課題の要件 =
1: 劇画手法の文章の「2011年3月21日月曜日」から「れるか、それが全てであった。」までをすべて、「名美」を「ヒロイン」に差し替えて更新してください。
2: 劇画手法の文章に名前が出てくる人物を、一人残らず挙げる。

文書の抜粋 =
════
2011年3月21日月曜日
“先に舞台がある”~石井隆の劇画手法③~
【天使のはらわた】(1978-79)の後半に鮮烈なひとコマがある。ぐっと遠近感がある草むらの描写でアングルはかなり低い。名美が逃げて、梶間とその仲間が追いかけている。彼女を暴行し、その写真を撮って恐喝して今後の自由を奪おうと目論んでいるのだった。これはもう登場人物全員が走っているせいもあって地面が大きく斜めに揺らいでいるのだけれど、隅々まで筆が入った徹底した写実性が観る者に強い生理的衝撃を与えている。手前を大きく遮る草の葉も効果をあげていて、こちらの息まで苦しくなる具合だ。
このコマの前後がどのような手順で作成されたかを教わったのだったが、これも又呻くような内容であった。承知の通り、漫画作りの最初の段階に“ネーム”と呼ばれる台本と絵コンテの中間のようなものがある。多くの作家の場合はサササッとコマを割ってそこに台詞が並ぶだけが大概であるのだが、石井の場合は映画の絵コンテそのままなのだそうだ。どのような表情があり、どのような舞台に立っているのか。光の具合、影の具合はどうなのか。そこまで丁寧に描きこまれていたらしい。頭の中のイメージが完成されていて、それをどうしたら最終的に定着させられるか、それが全てであった。
この特殊なネームに合わせてどんな写真資料が必要でそれは何処にロケに行けばいいのか判断し、実際に足を運んで風景を撮ってくる。映画と同じロケーションの感覚である。このコマにはこれ、あのコマにはあれと言うように想い通りの光景を撮りに行く。何十枚、何百枚と撮り溜めて、現像して丹念に取捨選択し、それを拡大縮小して微調整した後に貼り付けて、ようやく下描きの段階に入っていく。つまり、人物の含まれない背景ばかりが並んだ図面が最初に作られていた、ということだ。
════
名前付き対象の指示記録:
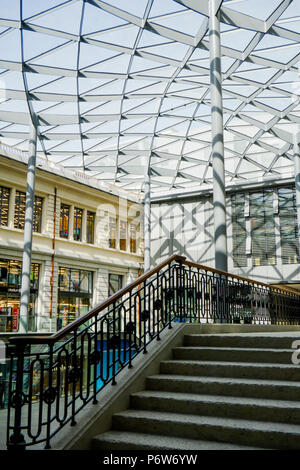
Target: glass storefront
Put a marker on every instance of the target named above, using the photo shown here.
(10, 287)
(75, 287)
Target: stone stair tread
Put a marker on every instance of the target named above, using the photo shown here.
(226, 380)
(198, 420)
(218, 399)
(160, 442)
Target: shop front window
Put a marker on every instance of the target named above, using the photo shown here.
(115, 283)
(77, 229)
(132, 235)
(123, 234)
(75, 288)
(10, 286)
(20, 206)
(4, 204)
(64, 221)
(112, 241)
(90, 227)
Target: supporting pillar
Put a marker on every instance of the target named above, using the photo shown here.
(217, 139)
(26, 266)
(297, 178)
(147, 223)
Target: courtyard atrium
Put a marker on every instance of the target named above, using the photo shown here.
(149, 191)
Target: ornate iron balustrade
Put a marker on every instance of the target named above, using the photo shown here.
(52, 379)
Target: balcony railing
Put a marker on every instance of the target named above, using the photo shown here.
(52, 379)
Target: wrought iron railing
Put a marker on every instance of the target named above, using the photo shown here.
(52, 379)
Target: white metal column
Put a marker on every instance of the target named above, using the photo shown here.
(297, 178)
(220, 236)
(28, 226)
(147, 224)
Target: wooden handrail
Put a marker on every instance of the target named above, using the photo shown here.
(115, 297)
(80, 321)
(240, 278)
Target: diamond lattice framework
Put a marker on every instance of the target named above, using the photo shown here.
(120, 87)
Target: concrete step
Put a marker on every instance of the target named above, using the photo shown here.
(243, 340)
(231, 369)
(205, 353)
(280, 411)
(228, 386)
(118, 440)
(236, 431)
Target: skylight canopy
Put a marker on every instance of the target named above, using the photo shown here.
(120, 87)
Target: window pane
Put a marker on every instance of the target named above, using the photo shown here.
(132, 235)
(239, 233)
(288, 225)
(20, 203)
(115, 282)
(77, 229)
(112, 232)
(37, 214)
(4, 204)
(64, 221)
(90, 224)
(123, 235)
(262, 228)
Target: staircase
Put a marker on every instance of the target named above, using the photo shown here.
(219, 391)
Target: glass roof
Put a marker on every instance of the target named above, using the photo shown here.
════
問題の解答 =
1:
2011年3月21日月曜日
“先に舞台がある”~石井隆の劇画手法③~
【天使のはらわた】(1978-79)の後半に鮮烈なひとコマがある。ぐっと遠近感がある草むらの描写でアングルはかなり低い。ヒロインが逃げて、梶間とその仲間が追いかけている。彼女を暴行し、その写真を撮って恐喝して今後の自由を奪おうと目論んでいるのだった。これはもう登場人物全員が走っているせいもあって地面が大きく斜めに揺らいでいるのだけれど、隅々まで筆が入った徹底した写実性が観る者に強い生理的衝撃を与えている。手前を大きく遮る草の葉も効果をあげていて、こちらの息まで苦しくなる具合だ。
このコマの前後がどのような手順で作成されたかを教わったのだったが、これも又呻くような内容であった。承知の通り、漫画作りの最初の段階に“ネーム”と呼ばれる台本と絵コンテの中間のようなものがある。多くの作家の場合はサササッとコマを割ってそこに台詞が並ぶだけが大概であるのだが、石井の場合は映画の絵コンテそのままなのだそうだ。どのような表情があり、どのような舞台に立っているのか。光の具合、影の具合はどうなのか。そこまで丁寧に描きこまれていたらしい。頭の中のイメージが完成されていて、それをどうしたら最終的に定着させられるか、それが全てであった。

2: 石井隆、名美、梶間